___ PASSAGE FOURNI

Il nous appartient, à nous, de suivre humblement l'attrait quotidien de la grâce, ou de lui résister, «têtes dures et incirconcis d'oreilles», (Ac 7,51) selon le mot des saintes Écritures, et d'entendre alors le Seigneur nous dire par la bouche de Jérémie : «Est-ce que celui qui tombe ne se relèvera pas ? Celui qui s'est détourné ne reviendra-t-il pas ? Pourquoi donc ce peuple de Jérusalem s'est-il détourné de moi avec tant d'opiniâtreté? Ils ont endurci leur front; ils n'ont pas voulu revenir.» (Jér 8,4-5).

CHAPITRE 4

Objection : Les païens ont gardé, dit-on, la chasteté; comment l'ont-ils fait sans la grâce de Dieu ?

GERMAIN. — Il ne nous est pas possible d'improuver absolument votre opinion comme contraire à la piété. Pourtant, elle semble avoir contre soi, qu'elle tend à la destruction de notre liberté. D'autant que nous voyons briller chez nombre de païens, qui certes ne méritent pas la grâce du secours divin, des vertus comme la frugalité, la patience et, ce qui est plus merveilleux encore, la chasteté. Et comment croire que ces vertus leur aient été accordées par un don de Dieu qui aurait rendu captif le libre arbitre de leur volonté ? Ne dit-on pas que les sectateurs de la sagesse mondaine, ignorants comme ils étaient, non seulement de la grâce, mais du vrai Dieu lui-même, ont possédé la pure fleur de la chasteté par la vertu de leurs propres efforts, ainsi que nos lectures nous l'ont appris et les récits d'autrui ?

CHAPITRE 5

Réponse touchant la chasteté imaginaire des philosophes.

CHEREMON. — Il ne me déplaît pas que l'amour extrême dont vous brûlez pour la vérité, vous fasse avancer des choses si peu raisonnables. Grâce à votre objection, la foi catholique apparaîtra mieux établie et, si je puis dire, plus certaine.
Un sage aurait-il des assertions aussi contraires ? Vous affirmiez hier que la céleste pureté de la chasteté ne saurait devenir le partage d'un mortel, même avec la grâce de Dieu. Et maintenant, vous croyez que les païens eux-mêmes l'ont possédée par leur propre vertu !
Mais c'est le désir d'aller jusqu'au fond de la vérité, je l'ai dit déjà, qui, sans aucun doute, vous inspire cette objection. Veuillez donc écouter quelle est ma pensée sur ce sujet.

______
___ MATÉRIEL FOURNI

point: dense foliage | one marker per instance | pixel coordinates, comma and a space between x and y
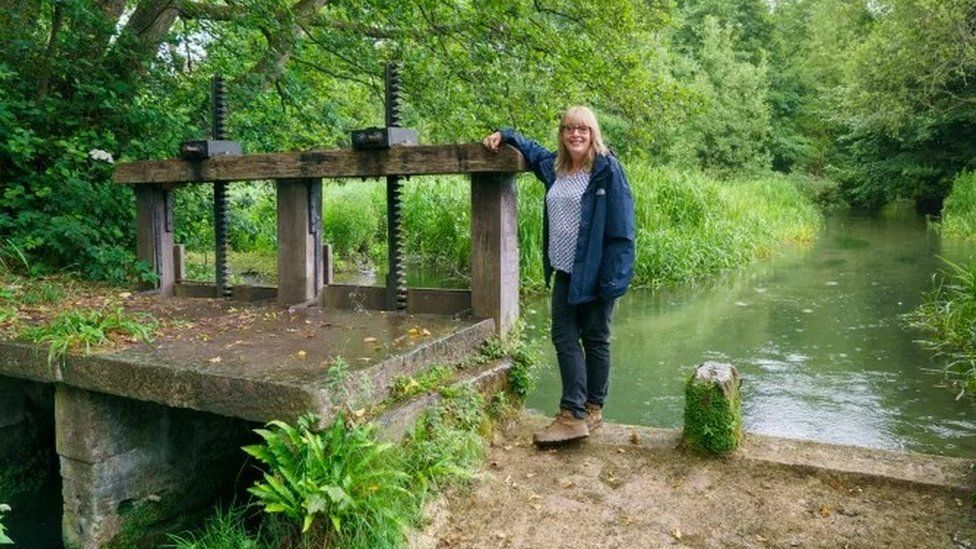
876, 95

______

**TRAVAIL À FAIRE:**
1: Dans le passage sur la grâce et la chasteté, quelles vertus Germain dit-il voir briller chez nombre de païens ?
2: Reprenez le passage sur la grâce et la chasteté à partir de l'endroit où il s'arrête.

**TÂCHES RÉSOLUES:**
1: La frugalité, la patience et la chasteté.

2:
Tout d'abord, il ne faut pas croire que les philosophes soient jamais parvenus à la chasteté d'âme qui est exigée de nous; car songez à ce qui nous est enjoint : ce n'est pas seulement la fornication, c'est l'impureté même qui ne doit pas être nommée parmi nous ! Mais ils eurent une certaine chasteté partielle, qui consistait à pratiquer la continence extérieure, sans réprimer davantage les passions de la chair. Quant à la pureté intérieure de l'âme, à la pureté constante du corps, ils n'ont pu, je ne dirai pas l'obtenir en effet, mais en avoir seulement l'idée.
Bref, c'est ce que le plus fameux d'entre eux, Socrate, n'a pas rougi d'avouer pour son propre compte, comme ils le chantent eux-mêmes à toutes les oreilles. Un jour, certain physionomiste s'arrête à le considérer : «Voilà, dit-il, les yeux d'un corrupteur d'enfants.» Là-dessus, ses disciples voulaient se jeter sur l'insolent et venger l'outrage fait à leur maître. Mais lui, dit-on, contint leur indignation par ces simples mots : «Calmez-vous, mes amis; je suis ce qu'il dit, mais je me contiens.»
Ainsi, ce n'est pas nous seulement qui l'affirmons; ils le confessent eux-mêmes : ils se retiennent uniquement de consommer leurs passions, en se faisant violence; mais le mauvais désir et la volupté du vice ne sont point bannis de leur coeur.
Peut-on rappeler, sans frémir, cette parole de Diogène ? Ce que les philosophes de ce monde n'ont pas eu honte de publier comme un fait digne de mémoire, nous ne pouvons le dire ni l'entendre, sans que la rougeur nous monte au front. Un homme allait être puni pour crime d'adultère. Diogène, à ce qu'on rapporte, lui tint ce propos : «N'achetez pas de votre vie ce qui se vend gratis.»
Donc, le fait est constant, ils n'ont, pas même eu la notion de la vraie chasteté qu'on réclame de nous. Et il est aussi par là bien assuré que notre circoncision, spirituelle comme elle est, ne s'acquiert que par le don de Dieu, et se rencontre uniquement chez ceux qui le servent d'une âme profondément contrite.

CHAPITRE 6

Que, sans la grâce de Dieu, nous ne pouvons accomplir aucun effort.

En bien des choses, et pour mieux dire, en toutes, l'homme a besoin sans cesse du secours divin : on le montrerait sans peine. L'humaine fragilité ne peut rien accomplir de ce qui regarde le salut, par soi seule et sans l'aide de Dieu.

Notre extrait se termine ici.